A run of records:
==========
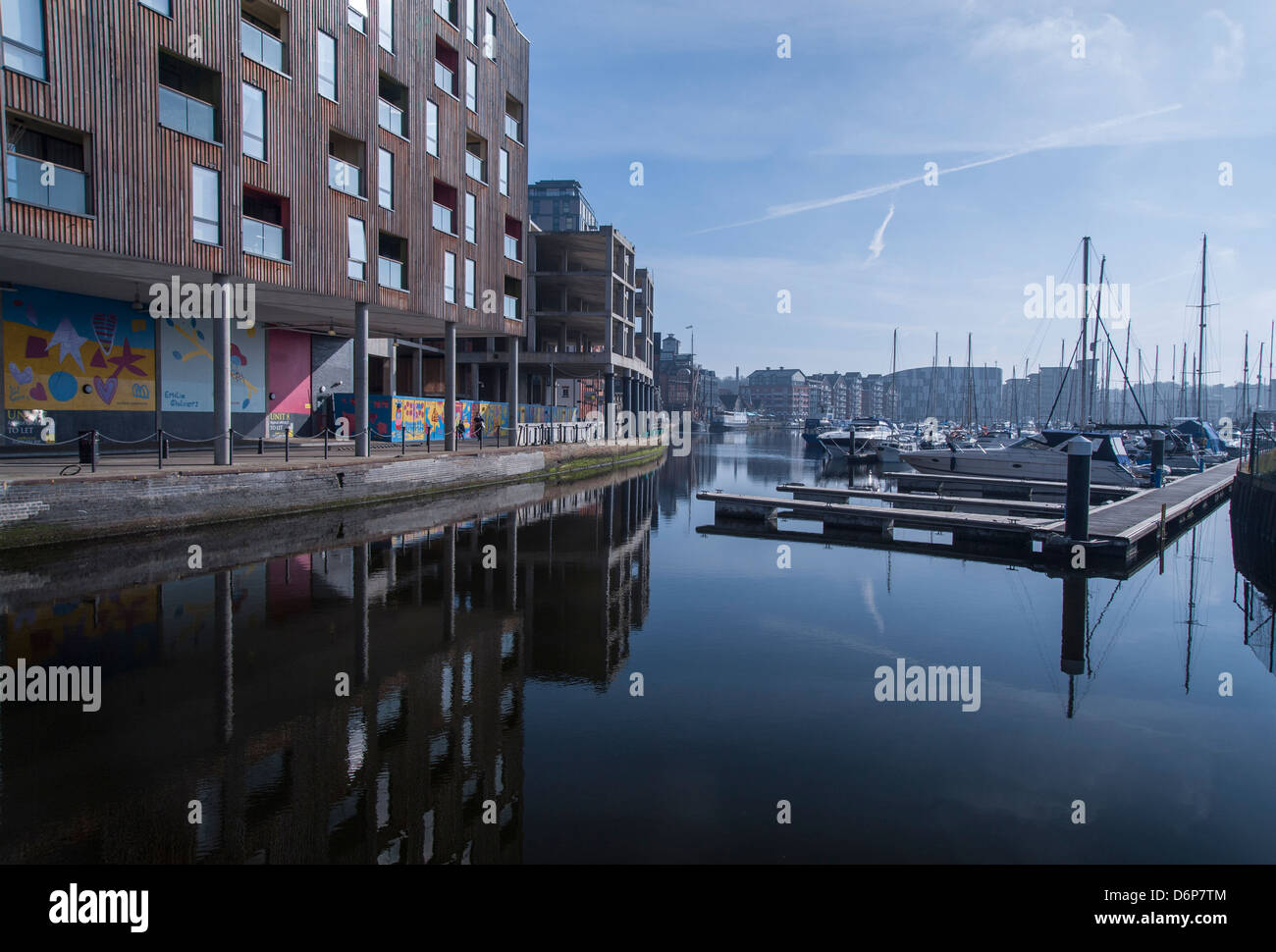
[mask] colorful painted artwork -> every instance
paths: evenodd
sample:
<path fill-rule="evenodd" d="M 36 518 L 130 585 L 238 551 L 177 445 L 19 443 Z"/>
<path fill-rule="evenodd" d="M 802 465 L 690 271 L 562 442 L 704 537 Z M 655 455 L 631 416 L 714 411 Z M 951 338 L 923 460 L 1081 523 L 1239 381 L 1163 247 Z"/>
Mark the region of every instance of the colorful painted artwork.
<path fill-rule="evenodd" d="M 8 410 L 154 410 L 154 322 L 124 301 L 18 287 L 4 296 Z"/>
<path fill-rule="evenodd" d="M 213 412 L 213 322 L 166 318 L 160 325 L 161 410 Z M 231 328 L 231 410 L 265 412 L 265 331 Z"/>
==========
**Task brief**
Write out each line of the listing above as a numbered list, skipping any blank lines and leaving out the picture.

**Exercise response**
1. [mask] colorful painted artwork -> every instance
2. paths: evenodd
3. sample:
4. <path fill-rule="evenodd" d="M 36 518 L 130 585 L 238 551 L 177 445 L 19 443 Z"/>
5. <path fill-rule="evenodd" d="M 802 465 L 690 271 L 562 442 L 704 537 Z M 655 455 L 631 416 L 714 411 Z M 951 338 L 923 460 L 1081 523 L 1239 381 L 1163 247 Z"/>
6. Mark the region of every instance of the colorful painted artwork.
7. <path fill-rule="evenodd" d="M 8 410 L 154 410 L 154 322 L 124 301 L 18 287 L 4 296 Z"/>
8. <path fill-rule="evenodd" d="M 213 412 L 213 322 L 166 318 L 160 325 L 161 410 Z M 231 328 L 231 410 L 265 412 L 265 331 Z"/>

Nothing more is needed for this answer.